Stated exercise
Pull out every line of the listing that contains the string "skin", matching case exactly, so a capitalized form does not count.

Object pointing dataset rows
========================================

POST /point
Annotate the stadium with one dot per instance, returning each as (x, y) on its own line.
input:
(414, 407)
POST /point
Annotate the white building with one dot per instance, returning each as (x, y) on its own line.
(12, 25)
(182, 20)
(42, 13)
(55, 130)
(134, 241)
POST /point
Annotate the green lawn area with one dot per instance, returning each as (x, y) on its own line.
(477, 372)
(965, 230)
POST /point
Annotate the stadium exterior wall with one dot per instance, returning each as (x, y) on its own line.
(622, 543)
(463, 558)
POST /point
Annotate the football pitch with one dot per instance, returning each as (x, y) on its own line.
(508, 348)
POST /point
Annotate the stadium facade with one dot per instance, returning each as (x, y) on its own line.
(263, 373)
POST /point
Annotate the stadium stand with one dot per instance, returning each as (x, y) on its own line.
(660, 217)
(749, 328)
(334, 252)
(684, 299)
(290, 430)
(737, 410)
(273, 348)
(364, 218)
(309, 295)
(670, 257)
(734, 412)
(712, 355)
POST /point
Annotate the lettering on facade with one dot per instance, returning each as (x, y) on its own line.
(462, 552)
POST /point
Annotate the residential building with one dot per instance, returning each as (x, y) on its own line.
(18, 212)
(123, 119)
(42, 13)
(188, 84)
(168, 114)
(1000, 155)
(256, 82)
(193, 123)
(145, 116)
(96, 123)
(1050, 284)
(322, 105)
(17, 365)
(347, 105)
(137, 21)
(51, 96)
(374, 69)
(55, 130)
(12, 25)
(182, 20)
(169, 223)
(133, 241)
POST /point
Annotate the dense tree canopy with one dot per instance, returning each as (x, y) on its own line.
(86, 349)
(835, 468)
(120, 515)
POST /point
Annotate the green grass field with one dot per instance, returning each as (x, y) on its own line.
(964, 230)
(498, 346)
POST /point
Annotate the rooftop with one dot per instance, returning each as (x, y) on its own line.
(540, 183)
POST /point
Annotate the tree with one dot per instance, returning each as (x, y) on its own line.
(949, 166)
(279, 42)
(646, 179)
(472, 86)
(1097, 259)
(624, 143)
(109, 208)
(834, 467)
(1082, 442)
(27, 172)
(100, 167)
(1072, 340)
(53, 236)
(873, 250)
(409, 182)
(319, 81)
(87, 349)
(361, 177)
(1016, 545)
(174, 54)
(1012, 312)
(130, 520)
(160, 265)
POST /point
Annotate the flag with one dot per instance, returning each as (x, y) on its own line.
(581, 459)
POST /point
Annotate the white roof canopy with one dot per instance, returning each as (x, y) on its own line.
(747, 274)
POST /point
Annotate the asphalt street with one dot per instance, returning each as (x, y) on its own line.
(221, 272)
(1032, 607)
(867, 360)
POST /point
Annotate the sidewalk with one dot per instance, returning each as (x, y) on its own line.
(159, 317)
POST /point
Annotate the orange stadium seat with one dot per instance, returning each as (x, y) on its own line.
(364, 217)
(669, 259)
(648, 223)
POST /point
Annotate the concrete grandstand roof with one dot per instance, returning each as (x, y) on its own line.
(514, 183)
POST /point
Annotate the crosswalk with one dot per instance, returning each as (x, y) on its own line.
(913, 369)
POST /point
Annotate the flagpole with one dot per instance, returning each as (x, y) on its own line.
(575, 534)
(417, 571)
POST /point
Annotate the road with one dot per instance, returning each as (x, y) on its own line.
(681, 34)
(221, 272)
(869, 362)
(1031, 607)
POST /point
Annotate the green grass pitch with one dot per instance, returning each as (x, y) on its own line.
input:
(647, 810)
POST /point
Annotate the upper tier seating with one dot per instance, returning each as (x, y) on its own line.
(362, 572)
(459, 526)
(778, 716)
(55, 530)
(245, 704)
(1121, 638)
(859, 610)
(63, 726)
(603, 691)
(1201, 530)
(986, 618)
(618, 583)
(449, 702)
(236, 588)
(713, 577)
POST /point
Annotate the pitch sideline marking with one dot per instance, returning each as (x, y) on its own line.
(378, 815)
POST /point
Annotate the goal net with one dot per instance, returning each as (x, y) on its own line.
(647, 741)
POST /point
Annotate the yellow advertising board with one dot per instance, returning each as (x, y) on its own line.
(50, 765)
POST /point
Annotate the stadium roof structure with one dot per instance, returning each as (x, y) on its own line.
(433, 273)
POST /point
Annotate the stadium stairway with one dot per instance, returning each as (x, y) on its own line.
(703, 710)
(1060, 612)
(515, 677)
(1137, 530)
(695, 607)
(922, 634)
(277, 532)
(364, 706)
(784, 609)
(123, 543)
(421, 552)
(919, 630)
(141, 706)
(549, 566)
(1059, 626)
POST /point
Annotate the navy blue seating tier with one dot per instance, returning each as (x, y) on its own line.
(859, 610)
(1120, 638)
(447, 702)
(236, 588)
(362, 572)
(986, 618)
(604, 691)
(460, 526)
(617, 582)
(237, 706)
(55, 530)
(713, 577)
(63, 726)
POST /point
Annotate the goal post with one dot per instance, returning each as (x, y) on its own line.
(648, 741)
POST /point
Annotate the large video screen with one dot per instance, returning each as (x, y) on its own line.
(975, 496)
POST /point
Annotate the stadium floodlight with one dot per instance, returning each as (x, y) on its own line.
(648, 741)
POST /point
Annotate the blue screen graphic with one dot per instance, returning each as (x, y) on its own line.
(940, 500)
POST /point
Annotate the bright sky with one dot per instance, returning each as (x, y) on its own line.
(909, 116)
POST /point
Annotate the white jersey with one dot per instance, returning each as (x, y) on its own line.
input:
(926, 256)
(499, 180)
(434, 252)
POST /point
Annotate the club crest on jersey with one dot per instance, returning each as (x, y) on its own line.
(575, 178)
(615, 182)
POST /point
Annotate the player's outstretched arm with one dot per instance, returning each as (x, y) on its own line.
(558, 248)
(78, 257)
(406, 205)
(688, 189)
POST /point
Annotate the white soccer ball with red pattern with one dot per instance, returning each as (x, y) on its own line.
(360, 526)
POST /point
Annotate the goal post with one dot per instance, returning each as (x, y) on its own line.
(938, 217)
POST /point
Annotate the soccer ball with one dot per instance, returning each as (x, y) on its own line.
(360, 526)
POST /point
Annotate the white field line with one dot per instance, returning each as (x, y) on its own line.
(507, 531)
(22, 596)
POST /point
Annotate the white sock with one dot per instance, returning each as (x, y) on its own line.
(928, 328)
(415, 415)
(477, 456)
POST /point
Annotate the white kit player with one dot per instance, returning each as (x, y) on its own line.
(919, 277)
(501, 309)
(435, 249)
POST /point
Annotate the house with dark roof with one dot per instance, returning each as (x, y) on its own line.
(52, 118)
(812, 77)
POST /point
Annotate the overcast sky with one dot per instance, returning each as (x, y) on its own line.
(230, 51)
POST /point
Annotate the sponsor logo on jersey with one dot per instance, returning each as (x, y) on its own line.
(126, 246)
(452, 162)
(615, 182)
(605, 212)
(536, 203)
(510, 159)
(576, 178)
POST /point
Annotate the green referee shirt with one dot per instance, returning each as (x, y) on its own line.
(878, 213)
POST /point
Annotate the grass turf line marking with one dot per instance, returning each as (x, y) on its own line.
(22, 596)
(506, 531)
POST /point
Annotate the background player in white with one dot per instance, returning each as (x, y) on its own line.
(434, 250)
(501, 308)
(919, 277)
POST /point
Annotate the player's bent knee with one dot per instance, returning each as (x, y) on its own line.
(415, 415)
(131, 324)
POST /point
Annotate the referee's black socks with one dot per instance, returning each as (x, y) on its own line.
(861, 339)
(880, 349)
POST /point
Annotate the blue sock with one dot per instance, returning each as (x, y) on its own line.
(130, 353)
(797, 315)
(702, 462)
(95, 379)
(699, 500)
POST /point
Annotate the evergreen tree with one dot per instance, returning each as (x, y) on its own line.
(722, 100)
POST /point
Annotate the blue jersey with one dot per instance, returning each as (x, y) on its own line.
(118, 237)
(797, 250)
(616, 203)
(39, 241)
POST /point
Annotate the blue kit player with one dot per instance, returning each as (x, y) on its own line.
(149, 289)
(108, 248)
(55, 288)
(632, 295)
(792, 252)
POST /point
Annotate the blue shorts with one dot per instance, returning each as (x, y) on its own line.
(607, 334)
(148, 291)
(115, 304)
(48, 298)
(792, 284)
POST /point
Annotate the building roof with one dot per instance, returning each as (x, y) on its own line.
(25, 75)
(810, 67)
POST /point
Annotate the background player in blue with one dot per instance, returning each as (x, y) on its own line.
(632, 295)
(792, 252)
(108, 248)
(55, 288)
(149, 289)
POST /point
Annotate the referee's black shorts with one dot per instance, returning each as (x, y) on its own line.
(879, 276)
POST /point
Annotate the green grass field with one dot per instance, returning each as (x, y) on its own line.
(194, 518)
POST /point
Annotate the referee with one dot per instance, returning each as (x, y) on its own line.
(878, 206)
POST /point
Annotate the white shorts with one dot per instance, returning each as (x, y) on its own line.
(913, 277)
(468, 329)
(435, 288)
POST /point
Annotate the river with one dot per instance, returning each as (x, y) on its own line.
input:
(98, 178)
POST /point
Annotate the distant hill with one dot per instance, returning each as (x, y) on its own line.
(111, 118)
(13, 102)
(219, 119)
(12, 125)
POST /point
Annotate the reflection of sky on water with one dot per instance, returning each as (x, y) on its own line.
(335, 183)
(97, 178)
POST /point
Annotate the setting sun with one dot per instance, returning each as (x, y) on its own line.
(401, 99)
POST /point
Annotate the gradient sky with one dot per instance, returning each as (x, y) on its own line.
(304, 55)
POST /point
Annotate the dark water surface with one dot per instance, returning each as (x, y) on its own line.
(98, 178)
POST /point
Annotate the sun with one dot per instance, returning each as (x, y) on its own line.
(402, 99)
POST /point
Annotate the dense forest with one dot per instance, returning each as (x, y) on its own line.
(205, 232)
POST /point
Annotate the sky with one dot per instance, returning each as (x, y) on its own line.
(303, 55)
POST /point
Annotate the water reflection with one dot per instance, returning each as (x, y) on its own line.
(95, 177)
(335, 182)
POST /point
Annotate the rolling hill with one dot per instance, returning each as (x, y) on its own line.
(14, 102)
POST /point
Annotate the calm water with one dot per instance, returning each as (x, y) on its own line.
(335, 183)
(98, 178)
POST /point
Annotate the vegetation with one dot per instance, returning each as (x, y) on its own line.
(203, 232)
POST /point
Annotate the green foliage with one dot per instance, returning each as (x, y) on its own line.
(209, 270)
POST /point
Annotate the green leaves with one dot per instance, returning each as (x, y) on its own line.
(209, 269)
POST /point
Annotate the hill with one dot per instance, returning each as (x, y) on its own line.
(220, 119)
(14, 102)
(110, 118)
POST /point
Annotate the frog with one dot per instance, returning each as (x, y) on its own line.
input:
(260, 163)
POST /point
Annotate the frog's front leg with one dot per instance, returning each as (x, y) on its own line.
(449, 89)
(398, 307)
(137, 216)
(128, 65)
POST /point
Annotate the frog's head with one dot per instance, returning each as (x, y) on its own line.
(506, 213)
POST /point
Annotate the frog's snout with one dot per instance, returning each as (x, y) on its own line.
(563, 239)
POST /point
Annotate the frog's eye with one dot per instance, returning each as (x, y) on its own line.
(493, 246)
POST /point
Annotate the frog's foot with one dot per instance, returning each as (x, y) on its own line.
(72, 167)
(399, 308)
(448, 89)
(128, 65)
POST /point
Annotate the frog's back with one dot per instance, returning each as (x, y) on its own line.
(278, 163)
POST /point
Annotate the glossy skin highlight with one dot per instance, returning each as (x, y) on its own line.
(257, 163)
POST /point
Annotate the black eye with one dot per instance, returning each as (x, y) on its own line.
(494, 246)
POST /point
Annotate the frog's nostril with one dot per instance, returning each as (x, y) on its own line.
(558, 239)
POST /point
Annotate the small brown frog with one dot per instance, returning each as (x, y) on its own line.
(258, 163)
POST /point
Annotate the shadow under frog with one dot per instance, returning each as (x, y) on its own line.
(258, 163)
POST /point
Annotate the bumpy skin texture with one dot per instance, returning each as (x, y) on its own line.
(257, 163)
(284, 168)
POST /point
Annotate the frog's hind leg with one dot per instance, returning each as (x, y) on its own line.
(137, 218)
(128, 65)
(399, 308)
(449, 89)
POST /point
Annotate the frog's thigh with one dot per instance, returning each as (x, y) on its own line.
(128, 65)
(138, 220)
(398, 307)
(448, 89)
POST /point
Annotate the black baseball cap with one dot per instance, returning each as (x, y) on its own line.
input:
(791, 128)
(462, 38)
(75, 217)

========================================

Result of the task
Annotate the glossy skin highlight with one dot per instance, returning each as (x, y) on its own line.
Annotate the bumpy skin texture with one dot per instance, returning each as (x, y) on its own line.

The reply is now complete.